§ Your goal
All of the data is to be repeated verbatim.

§ Stored data entries
┄┄┄┄┄┄
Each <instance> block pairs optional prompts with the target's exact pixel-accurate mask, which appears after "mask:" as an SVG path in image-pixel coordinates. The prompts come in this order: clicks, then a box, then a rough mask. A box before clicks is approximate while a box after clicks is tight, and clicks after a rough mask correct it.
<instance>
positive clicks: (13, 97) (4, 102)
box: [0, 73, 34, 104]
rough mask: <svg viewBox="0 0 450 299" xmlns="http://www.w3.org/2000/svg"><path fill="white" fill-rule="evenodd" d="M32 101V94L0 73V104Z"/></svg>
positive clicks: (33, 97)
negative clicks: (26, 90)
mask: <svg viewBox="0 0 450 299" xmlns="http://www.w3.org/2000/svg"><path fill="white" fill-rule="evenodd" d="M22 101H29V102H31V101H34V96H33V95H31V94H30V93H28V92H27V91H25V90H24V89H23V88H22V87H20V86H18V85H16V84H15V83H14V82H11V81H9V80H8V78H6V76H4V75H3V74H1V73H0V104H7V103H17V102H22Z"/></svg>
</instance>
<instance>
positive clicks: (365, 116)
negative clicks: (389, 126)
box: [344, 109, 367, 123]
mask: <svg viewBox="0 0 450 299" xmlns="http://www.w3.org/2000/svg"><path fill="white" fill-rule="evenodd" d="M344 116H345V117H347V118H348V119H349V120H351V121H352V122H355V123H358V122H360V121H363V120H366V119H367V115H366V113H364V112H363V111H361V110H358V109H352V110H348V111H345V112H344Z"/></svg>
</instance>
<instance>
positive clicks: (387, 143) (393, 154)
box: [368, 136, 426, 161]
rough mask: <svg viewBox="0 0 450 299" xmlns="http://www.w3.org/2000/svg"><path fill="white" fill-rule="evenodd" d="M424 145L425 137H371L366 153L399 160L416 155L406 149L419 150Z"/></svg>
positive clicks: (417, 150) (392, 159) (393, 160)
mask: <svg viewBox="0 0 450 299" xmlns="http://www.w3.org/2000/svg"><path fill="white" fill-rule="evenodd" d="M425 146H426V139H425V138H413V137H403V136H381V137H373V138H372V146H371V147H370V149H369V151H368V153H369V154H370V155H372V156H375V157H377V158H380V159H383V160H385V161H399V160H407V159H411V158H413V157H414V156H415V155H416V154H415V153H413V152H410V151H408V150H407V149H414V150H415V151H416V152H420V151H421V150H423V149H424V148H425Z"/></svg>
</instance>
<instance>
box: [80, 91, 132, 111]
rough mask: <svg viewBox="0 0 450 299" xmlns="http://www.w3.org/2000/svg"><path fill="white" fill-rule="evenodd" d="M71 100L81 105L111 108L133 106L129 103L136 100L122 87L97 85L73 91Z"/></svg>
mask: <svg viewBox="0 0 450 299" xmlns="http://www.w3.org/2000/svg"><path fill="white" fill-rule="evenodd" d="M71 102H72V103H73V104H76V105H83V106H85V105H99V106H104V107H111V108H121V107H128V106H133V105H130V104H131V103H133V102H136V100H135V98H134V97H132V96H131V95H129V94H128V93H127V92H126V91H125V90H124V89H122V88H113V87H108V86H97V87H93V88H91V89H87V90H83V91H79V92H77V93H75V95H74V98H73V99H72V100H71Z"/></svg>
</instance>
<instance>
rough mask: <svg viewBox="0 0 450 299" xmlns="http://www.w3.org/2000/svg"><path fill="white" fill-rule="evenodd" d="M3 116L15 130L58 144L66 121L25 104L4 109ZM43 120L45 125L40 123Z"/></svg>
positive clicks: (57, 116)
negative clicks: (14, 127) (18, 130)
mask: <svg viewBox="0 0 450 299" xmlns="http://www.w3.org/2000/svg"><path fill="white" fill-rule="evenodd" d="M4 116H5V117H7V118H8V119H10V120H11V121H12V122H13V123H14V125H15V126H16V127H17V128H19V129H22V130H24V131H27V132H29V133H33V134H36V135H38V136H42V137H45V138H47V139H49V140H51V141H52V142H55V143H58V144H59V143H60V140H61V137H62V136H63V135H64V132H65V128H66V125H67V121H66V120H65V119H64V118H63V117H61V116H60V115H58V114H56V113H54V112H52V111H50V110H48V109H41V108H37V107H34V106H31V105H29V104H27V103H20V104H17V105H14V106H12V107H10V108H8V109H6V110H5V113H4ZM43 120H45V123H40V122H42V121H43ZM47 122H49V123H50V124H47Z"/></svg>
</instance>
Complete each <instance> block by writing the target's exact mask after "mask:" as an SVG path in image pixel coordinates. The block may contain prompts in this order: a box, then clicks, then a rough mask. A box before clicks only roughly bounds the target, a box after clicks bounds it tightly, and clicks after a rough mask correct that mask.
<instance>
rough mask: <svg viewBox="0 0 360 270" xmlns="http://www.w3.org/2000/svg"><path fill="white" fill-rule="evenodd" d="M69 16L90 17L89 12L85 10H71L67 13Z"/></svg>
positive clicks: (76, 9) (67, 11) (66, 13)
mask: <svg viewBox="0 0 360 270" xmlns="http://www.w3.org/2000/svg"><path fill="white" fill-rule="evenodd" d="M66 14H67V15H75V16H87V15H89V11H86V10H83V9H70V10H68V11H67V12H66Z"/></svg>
┄┄┄┄┄┄
§ Answer to the exercise
Each <instance> block pairs optional prompts with the target's exact pixel-accurate mask, which appears after "mask:" as an SVG path in image-pixel coordinates. The prompts come in this order: clicks, then a box, then a rough mask. A box before clicks is approximate while a box after clicks is tight, and clicks after a rough mask correct it.
<instance>
positive clicks: (13, 97) (4, 102)
box: [0, 73, 34, 104]
rough mask: <svg viewBox="0 0 450 299" xmlns="http://www.w3.org/2000/svg"><path fill="white" fill-rule="evenodd" d="M32 101V94L0 73V104Z"/></svg>
positive clicks: (33, 97)
negative clicks: (26, 90)
mask: <svg viewBox="0 0 450 299" xmlns="http://www.w3.org/2000/svg"><path fill="white" fill-rule="evenodd" d="M22 101H29V102H31V101H34V96H33V95H31V94H30V93H28V92H27V91H25V90H24V89H23V88H22V87H20V86H18V85H16V84H15V83H14V82H11V81H9V80H8V78H6V76H4V75H3V74H1V73H0V104H7V103H17V102H22Z"/></svg>
</instance>
<instance>
positive clicks: (365, 116)
negative clicks: (389, 126)
box: [344, 109, 367, 123]
mask: <svg viewBox="0 0 450 299" xmlns="http://www.w3.org/2000/svg"><path fill="white" fill-rule="evenodd" d="M344 116H345V117H347V118H348V119H349V120H351V121H352V122H355V123H358V122H360V121H363V120H366V119H367V115H366V113H364V112H363V111H361V110H358V109H352V110H348V111H345V112H344Z"/></svg>
</instance>
<instance>
positive clicks: (387, 143) (393, 154)
box: [368, 136, 426, 161]
rough mask: <svg viewBox="0 0 450 299" xmlns="http://www.w3.org/2000/svg"><path fill="white" fill-rule="evenodd" d="M424 145L425 137H371L366 153L399 160L416 155L406 149L419 150Z"/></svg>
positive clicks: (417, 150) (392, 159) (393, 160)
mask: <svg viewBox="0 0 450 299" xmlns="http://www.w3.org/2000/svg"><path fill="white" fill-rule="evenodd" d="M425 146H426V139H425V138H413V137H403V136H381V137H373V138H372V146H371V147H370V149H369V151H368V153H369V154H370V155H372V156H375V157H377V158H380V159H383V160H385V161H399V160H407V159H411V158H413V157H414V156H415V155H416V154H415V153H413V152H410V151H408V150H407V149H414V150H415V151H416V152H420V151H421V150H423V149H424V148H425Z"/></svg>
</instance>
<instance>
box: [80, 91, 132, 111]
rough mask: <svg viewBox="0 0 450 299" xmlns="http://www.w3.org/2000/svg"><path fill="white" fill-rule="evenodd" d="M71 100L81 105L111 108L133 106L129 103L136 100L122 87L97 85L73 91Z"/></svg>
mask: <svg viewBox="0 0 450 299" xmlns="http://www.w3.org/2000/svg"><path fill="white" fill-rule="evenodd" d="M71 102H72V103H73V104H76V105H83V106H85V105H99V106H104V107H111V108H121V107H128V106H133V105H130V104H131V103H133V102H136V100H135V98H134V97H132V96H131V95H129V94H128V93H127V92H126V91H125V90H124V89H122V88H113V87H108V86H97V87H93V88H91V89H87V90H83V91H79V92H77V93H75V95H74V98H73V99H72V100H71Z"/></svg>
</instance>
<instance>
rough mask: <svg viewBox="0 0 450 299" xmlns="http://www.w3.org/2000/svg"><path fill="white" fill-rule="evenodd" d="M3 116L15 130L58 144L66 121L25 104L4 109ZM43 120L45 125L40 123Z"/></svg>
positive clicks: (57, 116)
negative clicks: (14, 127) (18, 130)
mask: <svg viewBox="0 0 450 299" xmlns="http://www.w3.org/2000/svg"><path fill="white" fill-rule="evenodd" d="M4 116H5V117H7V118H8V119H10V120H11V121H12V122H13V123H14V125H15V126H16V127H17V128H19V129H22V130H24V131H27V132H29V133H33V134H36V135H38V136H42V137H45V138H47V139H49V140H51V141H52V142H55V143H58V144H59V143H60V140H61V137H62V136H63V135H64V132H65V128H66V125H67V121H66V120H65V119H64V118H63V117H61V116H60V115H58V114H56V113H54V112H52V111H50V110H48V109H41V108H37V107H34V106H31V105H29V104H27V103H20V104H17V105H14V106H12V107H10V108H8V109H6V110H5V113H4ZM43 120H45V123H40V122H42V121H43ZM47 122H49V123H50V124H47Z"/></svg>
</instance>
Complete each <instance> block by writing the target's exact mask after "mask:" as an SVG path in image pixel coordinates. The block may contain prompts in this order: a box, then clicks, then a rough mask. A box before clicks only roughly bounds the target, a box after clicks bounds it tightly, and clicks after a rough mask correct that mask.
<instance>
rough mask: <svg viewBox="0 0 360 270" xmlns="http://www.w3.org/2000/svg"><path fill="white" fill-rule="evenodd" d="M69 16L90 17L89 12L85 10H71L67 13Z"/></svg>
positive clicks: (76, 9) (67, 11) (66, 13)
mask: <svg viewBox="0 0 360 270" xmlns="http://www.w3.org/2000/svg"><path fill="white" fill-rule="evenodd" d="M66 14H67V15H75V16H87V15H89V11H86V10H83V9H70V10H68V11H67V12H66Z"/></svg>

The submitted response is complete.